I felt out of my depth. So I headed south again and watched as Kentucky faded away in the rear view mirror. I was in a bit of a hurry. I knew I wouldn’t make it to Avalon, where the festival was, until the next day but I had to get somewhere to sleep. My choice was Tupelo – a famous place for me as my favorite John Lee Hooker song is about Tupelo

The first few lines being

Did ya read about the flood?
Happened long time ago
In Tupelo, Mississippi
There were thousands o’ lives
Destroyed

It rained, it rained
Both night and day
The poor people was worried
Didn’t have no place to go

The thing is… as I came up upon Tupelo it started to rain. I was still some miles from the city line and as I came up to the city boundary the rain got harder and harder. It wasn’t long before I couldn’t see more than a few metres, forcing me to slow the car to walking speed. It was the hardest rain I have ever experienced in my life. I began to have the feeling that this was something more than just another road trip…

I got to Tupelo and stayed the night at a crappy soulless hotel. Getting up early I discovered that Tupelo is actually very famous as it was where Elvis was born. I stopped in to see the humble house, worked out which store sold him his first guitar and then headed out towards Avalon.

As I drove, the roads were long and narrow. The towns small. I saw unhappy posters taped to power poles calling for information about a missing young local woman. A short stop for gas allowed me to overhear the attendants agreeing that gas should be free for anyone in (army) uniform. I passed farms with large homesteads that I imagined were once plantations of old… reality was starting to agree with my imagination. I drove onward…

Avalon is famous in the blues world. It is where MJH grew up, and Avalon Blues is one of Mississippi John Hurt’s most well-known songs and the title of his first album. Avalon is also where he was rediscovered many years later when blues fan Tom Hoskins went on a legendary journey to look for him, after refusing to believe, as most did, that he had been dead for many years.
------------------------
- **Required work**:
(1) Answer these questions from the road-trip account, one line each:
(a) Which musician sang the narrator's favorite song about Tupelo?
(b) Who was born in Tupelo?
(c) Who traveled to Avalon to look for Mississippi John Hurt?
(2) Using the road-trip account, explain why the narrator stopped in Tupelo for the night.
------------------------
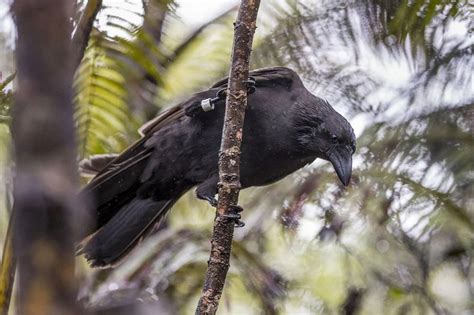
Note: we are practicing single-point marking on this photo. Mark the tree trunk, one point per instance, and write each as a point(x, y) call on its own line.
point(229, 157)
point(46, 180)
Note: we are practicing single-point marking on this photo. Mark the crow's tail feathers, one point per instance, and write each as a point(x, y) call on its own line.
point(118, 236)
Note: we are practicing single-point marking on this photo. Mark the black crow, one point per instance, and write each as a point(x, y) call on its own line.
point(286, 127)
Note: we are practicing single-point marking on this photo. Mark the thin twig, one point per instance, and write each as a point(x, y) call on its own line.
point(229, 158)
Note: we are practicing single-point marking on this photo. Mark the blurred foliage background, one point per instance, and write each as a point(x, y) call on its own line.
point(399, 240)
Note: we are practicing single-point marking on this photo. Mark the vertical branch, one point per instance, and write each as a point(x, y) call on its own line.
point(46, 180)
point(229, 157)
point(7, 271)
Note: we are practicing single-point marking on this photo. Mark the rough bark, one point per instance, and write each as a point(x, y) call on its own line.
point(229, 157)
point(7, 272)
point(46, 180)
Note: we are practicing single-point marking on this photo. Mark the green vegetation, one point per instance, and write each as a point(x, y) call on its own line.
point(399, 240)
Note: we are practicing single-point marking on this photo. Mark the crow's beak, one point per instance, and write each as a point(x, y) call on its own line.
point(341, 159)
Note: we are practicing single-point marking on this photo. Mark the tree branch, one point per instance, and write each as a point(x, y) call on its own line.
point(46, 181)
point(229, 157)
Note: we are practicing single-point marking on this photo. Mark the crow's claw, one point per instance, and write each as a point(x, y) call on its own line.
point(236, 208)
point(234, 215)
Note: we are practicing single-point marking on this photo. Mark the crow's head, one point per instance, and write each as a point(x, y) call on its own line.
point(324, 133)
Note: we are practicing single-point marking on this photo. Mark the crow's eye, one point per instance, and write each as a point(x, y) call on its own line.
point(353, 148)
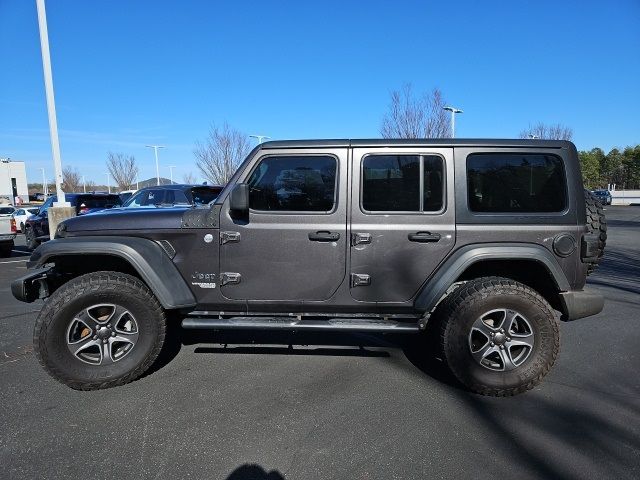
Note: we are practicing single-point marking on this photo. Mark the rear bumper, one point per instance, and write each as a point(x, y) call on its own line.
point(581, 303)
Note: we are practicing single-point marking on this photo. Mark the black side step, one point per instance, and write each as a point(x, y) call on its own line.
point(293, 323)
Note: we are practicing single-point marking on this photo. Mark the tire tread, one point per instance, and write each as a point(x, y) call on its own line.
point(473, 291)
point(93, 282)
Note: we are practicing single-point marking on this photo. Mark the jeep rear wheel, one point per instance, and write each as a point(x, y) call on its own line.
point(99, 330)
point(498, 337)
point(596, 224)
------------------------
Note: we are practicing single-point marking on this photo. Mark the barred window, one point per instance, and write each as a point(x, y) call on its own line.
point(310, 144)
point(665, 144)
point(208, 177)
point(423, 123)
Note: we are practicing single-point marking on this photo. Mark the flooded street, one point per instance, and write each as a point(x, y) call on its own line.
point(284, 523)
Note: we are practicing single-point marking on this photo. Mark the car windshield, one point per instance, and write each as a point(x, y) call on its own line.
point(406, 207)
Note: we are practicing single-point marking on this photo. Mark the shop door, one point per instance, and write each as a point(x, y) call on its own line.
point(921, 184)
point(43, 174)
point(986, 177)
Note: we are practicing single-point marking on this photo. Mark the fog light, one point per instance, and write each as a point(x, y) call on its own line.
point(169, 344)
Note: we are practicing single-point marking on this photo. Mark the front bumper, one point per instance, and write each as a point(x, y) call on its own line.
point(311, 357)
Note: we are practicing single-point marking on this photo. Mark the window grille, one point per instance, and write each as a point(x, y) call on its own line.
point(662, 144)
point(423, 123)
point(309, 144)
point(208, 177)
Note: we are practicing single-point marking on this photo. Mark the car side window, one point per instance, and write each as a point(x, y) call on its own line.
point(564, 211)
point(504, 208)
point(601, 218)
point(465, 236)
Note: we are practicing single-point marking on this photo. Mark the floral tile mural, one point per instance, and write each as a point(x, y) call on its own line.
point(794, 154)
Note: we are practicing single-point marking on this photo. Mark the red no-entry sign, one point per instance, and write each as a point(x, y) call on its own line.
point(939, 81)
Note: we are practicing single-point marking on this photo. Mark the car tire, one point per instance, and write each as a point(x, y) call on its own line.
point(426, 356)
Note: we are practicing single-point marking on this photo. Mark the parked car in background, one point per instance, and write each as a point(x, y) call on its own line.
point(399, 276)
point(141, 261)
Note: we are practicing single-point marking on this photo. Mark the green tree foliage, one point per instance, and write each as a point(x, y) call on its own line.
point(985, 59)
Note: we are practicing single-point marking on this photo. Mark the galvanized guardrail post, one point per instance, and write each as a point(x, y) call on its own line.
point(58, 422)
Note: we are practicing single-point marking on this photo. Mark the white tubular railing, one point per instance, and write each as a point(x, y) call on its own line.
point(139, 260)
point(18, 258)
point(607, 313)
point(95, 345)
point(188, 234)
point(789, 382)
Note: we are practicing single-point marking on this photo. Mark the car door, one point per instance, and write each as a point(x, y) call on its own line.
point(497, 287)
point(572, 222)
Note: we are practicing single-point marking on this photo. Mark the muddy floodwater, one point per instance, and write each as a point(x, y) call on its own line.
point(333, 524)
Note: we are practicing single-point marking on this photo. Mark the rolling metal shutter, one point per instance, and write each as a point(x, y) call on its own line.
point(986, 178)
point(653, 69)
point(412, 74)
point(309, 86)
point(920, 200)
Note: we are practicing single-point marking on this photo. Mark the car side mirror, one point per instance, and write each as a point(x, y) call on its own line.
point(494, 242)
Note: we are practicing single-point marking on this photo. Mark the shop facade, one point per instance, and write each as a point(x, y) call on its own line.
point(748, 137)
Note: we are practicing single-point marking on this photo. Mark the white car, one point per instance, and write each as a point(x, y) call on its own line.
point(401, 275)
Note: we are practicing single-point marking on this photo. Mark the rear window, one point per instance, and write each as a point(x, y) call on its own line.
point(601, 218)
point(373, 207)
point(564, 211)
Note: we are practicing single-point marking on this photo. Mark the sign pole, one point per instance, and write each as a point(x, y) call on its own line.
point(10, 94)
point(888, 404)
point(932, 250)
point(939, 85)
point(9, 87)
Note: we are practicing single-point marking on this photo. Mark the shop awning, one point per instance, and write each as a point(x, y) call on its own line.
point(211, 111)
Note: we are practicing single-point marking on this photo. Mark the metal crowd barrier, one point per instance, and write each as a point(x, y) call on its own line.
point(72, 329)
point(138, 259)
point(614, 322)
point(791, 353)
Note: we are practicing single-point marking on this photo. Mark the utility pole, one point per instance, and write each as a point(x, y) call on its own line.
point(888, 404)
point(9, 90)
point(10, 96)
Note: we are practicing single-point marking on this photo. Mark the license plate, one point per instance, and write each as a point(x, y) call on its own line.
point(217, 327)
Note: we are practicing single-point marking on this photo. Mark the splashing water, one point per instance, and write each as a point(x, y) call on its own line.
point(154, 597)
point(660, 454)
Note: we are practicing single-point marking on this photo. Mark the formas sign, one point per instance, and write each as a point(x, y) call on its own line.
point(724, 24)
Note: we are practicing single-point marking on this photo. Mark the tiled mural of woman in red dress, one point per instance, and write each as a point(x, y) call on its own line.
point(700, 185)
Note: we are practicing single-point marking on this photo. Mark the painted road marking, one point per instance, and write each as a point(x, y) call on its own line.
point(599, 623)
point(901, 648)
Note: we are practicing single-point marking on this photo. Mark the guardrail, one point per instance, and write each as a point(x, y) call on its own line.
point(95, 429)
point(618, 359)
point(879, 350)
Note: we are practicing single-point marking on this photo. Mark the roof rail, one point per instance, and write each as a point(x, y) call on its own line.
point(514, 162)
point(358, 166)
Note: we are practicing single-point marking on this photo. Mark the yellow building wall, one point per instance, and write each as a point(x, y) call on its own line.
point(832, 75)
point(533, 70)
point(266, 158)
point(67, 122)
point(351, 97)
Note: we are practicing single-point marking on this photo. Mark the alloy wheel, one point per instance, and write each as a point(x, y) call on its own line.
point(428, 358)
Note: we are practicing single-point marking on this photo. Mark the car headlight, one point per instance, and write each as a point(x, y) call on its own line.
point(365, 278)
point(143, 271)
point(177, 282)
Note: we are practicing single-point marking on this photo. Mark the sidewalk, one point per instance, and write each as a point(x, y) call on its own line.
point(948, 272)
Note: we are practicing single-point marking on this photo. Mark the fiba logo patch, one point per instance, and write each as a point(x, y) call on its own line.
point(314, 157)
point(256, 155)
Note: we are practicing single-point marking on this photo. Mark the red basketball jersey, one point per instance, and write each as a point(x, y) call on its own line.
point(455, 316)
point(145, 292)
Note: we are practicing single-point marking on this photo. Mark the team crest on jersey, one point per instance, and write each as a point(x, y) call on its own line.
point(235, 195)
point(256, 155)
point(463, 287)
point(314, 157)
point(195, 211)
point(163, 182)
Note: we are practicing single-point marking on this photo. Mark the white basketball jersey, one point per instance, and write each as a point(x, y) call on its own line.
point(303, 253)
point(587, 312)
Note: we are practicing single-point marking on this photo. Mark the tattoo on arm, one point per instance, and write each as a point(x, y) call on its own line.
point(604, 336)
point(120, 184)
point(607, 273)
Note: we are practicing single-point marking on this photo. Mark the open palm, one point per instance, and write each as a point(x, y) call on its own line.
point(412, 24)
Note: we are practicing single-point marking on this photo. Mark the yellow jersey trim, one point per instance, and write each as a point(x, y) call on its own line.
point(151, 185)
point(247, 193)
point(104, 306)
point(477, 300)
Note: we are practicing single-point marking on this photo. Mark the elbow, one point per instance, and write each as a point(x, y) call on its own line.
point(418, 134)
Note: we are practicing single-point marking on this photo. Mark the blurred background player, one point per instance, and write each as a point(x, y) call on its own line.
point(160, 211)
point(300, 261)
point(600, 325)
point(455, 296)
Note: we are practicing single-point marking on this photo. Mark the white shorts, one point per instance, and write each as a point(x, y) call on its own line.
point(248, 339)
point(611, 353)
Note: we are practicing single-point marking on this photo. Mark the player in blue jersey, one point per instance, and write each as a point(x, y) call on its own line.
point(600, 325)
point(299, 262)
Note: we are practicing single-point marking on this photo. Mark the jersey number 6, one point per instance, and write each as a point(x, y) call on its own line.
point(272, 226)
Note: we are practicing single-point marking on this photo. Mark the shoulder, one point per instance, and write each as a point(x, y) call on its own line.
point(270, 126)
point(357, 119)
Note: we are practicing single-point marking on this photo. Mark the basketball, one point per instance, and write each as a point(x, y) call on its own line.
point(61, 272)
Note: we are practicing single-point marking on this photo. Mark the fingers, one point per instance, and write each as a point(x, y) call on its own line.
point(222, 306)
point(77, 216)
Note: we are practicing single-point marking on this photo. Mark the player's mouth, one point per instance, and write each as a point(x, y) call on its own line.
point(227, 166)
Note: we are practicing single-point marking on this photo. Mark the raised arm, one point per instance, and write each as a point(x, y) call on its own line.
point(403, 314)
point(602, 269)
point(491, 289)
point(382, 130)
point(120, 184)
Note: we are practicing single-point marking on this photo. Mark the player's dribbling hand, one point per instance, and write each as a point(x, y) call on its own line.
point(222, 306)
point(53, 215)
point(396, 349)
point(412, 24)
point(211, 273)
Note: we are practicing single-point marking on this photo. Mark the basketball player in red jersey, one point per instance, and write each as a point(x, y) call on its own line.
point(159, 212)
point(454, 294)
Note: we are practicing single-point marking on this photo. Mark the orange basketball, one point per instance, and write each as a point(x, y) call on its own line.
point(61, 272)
------------------------
- **The replies**:
(1)
(a) John Lee Hooker
(b) Elvis
(c) Tom Hoskins, a blues fan

(2) The narrator knew they couldn't reach Avalon, where the festival was, until the next day and needed somewhere to sleep. Tupelo was the choice because it was a famous place to them: their favorite John Lee Hooker song is about it.